Stated exercise = List every line in the material below that contains the word "windshield".

Source records:
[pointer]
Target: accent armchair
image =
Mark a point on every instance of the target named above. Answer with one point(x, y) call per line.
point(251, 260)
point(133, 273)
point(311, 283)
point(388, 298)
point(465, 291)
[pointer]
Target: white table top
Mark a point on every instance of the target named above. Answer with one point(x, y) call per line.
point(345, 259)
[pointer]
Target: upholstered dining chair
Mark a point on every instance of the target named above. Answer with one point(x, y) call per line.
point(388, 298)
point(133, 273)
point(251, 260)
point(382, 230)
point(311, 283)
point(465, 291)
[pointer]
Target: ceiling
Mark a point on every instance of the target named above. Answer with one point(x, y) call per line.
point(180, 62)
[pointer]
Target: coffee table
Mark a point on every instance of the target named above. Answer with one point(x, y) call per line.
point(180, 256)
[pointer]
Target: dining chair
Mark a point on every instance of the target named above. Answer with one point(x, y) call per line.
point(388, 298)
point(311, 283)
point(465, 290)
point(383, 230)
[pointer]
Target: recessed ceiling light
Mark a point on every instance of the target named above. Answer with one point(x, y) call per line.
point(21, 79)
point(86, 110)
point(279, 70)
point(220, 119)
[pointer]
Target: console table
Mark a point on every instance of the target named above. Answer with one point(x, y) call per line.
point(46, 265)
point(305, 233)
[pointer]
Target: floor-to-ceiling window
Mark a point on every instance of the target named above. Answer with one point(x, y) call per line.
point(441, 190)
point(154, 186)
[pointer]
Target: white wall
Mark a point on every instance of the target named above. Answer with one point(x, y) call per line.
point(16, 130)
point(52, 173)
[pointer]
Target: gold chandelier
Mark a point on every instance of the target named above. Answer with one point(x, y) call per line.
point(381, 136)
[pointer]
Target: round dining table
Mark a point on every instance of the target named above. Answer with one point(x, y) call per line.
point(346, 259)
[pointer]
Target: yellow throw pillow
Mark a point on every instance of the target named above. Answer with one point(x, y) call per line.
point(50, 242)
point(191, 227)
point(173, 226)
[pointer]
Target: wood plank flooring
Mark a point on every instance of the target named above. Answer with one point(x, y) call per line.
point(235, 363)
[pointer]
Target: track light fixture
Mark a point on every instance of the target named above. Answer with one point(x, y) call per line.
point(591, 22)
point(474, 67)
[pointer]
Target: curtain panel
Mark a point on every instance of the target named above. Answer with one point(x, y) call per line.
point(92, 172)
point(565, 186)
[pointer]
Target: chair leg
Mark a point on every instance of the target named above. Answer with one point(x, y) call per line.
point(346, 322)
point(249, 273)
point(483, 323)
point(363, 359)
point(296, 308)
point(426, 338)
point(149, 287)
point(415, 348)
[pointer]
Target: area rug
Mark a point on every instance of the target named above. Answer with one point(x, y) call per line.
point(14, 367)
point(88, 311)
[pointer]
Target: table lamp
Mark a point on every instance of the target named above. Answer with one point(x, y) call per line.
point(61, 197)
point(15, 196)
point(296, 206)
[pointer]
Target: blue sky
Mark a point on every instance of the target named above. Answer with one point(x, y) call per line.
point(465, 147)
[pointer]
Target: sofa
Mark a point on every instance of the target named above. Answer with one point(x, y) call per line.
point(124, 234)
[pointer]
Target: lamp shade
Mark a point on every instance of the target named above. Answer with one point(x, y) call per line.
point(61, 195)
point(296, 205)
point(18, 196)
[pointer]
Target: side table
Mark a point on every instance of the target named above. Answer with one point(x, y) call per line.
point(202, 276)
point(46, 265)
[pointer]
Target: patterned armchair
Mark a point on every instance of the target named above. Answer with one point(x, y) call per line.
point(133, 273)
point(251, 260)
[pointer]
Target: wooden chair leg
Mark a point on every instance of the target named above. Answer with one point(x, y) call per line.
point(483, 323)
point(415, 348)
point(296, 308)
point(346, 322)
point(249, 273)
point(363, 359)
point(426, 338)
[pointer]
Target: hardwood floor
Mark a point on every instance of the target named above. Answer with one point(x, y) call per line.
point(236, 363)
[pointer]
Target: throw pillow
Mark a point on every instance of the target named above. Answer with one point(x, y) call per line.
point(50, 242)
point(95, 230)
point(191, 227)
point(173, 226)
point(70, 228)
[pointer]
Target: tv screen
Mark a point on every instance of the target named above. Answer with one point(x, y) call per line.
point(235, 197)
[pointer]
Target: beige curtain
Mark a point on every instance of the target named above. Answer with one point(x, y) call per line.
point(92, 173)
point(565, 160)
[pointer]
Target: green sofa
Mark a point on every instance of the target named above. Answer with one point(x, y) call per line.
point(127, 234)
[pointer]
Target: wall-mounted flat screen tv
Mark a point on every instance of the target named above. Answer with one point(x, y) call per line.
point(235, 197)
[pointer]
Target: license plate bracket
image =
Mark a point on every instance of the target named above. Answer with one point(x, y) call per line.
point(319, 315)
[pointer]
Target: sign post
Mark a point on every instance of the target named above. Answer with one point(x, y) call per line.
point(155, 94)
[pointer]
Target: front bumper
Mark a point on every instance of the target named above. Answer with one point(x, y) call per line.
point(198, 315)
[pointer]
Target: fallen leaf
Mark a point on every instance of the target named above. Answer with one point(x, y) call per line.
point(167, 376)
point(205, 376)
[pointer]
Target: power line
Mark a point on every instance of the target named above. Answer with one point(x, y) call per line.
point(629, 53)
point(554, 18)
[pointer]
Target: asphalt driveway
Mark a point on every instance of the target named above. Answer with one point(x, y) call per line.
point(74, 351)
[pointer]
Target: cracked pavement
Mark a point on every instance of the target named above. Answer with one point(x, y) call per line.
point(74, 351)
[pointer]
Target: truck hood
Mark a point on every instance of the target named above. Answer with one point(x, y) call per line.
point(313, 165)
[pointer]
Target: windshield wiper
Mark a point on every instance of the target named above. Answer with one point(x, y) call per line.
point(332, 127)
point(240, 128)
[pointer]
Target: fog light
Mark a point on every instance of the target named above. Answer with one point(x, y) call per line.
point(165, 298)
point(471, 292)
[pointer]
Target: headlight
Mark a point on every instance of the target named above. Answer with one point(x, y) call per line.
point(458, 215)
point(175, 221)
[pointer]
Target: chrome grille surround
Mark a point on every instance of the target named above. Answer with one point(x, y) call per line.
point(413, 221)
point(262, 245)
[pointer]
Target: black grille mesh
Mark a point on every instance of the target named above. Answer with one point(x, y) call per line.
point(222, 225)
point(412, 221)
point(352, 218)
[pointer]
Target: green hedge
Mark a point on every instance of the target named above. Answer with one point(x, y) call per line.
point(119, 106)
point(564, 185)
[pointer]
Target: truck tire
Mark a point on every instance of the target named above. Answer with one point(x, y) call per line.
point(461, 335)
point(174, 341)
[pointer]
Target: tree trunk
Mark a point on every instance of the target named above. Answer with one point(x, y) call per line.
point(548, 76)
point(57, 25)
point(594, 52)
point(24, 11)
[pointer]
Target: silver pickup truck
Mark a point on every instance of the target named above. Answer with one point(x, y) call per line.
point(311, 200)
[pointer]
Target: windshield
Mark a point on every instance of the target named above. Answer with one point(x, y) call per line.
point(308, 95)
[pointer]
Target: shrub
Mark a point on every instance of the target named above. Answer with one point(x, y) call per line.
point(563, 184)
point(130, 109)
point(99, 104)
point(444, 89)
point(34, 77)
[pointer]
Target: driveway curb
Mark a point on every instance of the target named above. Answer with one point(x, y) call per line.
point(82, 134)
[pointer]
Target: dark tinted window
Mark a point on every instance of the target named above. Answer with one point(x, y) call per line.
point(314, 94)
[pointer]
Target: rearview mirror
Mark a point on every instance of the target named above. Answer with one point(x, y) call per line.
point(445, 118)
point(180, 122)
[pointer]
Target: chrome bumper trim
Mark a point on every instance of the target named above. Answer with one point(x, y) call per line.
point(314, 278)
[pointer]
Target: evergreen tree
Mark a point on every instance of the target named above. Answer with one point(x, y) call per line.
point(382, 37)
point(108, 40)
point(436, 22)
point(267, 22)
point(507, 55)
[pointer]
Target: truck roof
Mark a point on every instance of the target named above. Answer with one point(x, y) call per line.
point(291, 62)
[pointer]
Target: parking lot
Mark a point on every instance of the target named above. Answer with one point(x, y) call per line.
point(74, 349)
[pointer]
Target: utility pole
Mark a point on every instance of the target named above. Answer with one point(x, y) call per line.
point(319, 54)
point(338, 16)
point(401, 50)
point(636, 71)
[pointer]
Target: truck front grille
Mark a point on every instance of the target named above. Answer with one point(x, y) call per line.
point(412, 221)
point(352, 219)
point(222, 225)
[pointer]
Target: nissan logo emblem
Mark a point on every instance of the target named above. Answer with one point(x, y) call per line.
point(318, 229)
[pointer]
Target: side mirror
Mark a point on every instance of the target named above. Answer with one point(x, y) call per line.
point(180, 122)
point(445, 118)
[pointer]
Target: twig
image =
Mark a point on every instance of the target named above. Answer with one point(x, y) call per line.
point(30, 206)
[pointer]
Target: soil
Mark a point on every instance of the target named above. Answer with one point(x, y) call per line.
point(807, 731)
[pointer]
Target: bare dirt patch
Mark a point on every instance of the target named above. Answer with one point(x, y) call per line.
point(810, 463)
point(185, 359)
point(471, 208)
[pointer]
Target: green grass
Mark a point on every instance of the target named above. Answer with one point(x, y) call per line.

The result =
Target: windshield wiper
Target: windshield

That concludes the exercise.